(Your tasks):
A) Please copy everything in the fish fingers post from "Post by Amanda Engineer" down to "attitudes to fish fingers’.", replacing "housewives" with "shoppers".
B) Write the next part of the fish fingers post, picking up after its final sentence.

(Selected excerpt):
* Begin *
Post by Amanda Engineer

In October 1962 the Tavistock Institute of Human Relations issued a consumer study report: ‘Birds Eye fish fingers: A preliminary assessment of housewives’ attitudes to fish fingers’.

Arghh!!!! Mention fish fingers and I am instantly transported back to my childhood, hearing my Mum’s familiar Friday night refrain, “Eeeeat it! It’s good for you!”

I hated fish fingers. I did not look forward to fish-on-Friday dinners, being always the last one to leave the table, loath to swallow that tasteless white flaky matter covered in dry orange crumbs. But my Mum was adamant that I ingest this nutritious substance, for my own well-being and because to waste it was wrong. I couldn’t leave the table until I had eaten them. So there I sat, whilst my Dad and two sisters were free to watch Hawaii Five-0 on the television, the sound of that groovy opening theme music wafting to my ears only increasing my sense of injustice, self-pity and resentment towards the inventor of fish fingers.

When the Tavistock Institute conducted its research the fish finger was seven years old (see: http://www.mirror.co.uk/news/uk-news/50-years-of-the-fish-finger-558853). Yes, 1955, the year of ‘Britain’s Big Freeze’; the year that Kim Philby is revealed as the ‘Third Man’ in the Cambridge spy ring of Burgess and McLean; when Ruth Ellis is the last woman in England to be hanged; when Ealing Studios releases The Lady Killers (segue intended!); the year The Seven Year Itch is released; AND Clarence Birdseye starts selling frozen cod covered in bread crumbs!
* End *
(Stored entries)
* Begin *
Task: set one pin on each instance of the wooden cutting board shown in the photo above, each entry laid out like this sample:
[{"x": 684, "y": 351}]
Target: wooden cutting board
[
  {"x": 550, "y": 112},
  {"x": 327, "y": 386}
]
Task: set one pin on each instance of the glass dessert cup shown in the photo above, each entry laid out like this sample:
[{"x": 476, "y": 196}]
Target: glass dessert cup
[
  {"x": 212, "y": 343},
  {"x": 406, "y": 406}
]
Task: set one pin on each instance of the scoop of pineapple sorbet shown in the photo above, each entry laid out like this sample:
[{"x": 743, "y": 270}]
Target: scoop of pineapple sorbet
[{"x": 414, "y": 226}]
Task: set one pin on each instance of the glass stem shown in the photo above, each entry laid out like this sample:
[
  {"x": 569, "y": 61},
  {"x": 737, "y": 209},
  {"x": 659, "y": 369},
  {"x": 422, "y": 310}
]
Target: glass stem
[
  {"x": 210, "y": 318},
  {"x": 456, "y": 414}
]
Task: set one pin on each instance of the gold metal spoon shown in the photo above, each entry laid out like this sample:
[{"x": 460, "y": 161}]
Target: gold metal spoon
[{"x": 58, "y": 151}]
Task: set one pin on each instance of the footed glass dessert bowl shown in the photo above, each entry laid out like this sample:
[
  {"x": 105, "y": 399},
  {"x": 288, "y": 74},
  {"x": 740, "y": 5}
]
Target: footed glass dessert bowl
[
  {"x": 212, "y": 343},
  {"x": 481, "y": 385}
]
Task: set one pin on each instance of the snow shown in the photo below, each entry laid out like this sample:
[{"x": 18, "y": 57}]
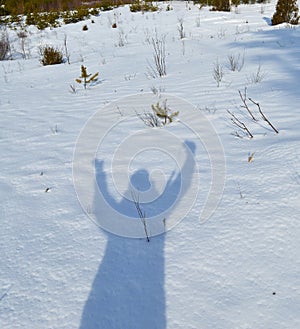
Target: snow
[{"x": 237, "y": 269}]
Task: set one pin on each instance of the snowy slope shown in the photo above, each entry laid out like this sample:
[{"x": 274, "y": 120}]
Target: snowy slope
[{"x": 240, "y": 268}]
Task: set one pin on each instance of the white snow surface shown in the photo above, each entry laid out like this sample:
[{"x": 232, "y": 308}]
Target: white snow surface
[{"x": 239, "y": 269}]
* End *
(Written responses):
A)
Post by Amanda Engineer

In October 1962 the Tavistock Institute of Human Relations issued a consumer study report: ‘Birds Eye fish fingers: A preliminary assessment of shoppers’ attitudes to fish fingers’.

B)
But by 1962 all was not well. In response to concerns that the market for frozen fish products was declining, Tavistock Institute researchers, on behalf of Birds Eye Foods, looked into housewives’ attitudes to the weight and number in the packet, size and general appearance, colour pre and post cooking and package design. Their method was to recruit a number of housewives to attend discussion sessions in Putney, Wimbledon and Hammersmith, London. After a conversation on fish products in general and fish fingers in particular each group had to comment on four uncooked brands of fish fingers and then to taste and report on the same brands of cooked fish finger. Lastly packaging of the four brands was displayed and comments invited about the design. At the end each brand was revealed.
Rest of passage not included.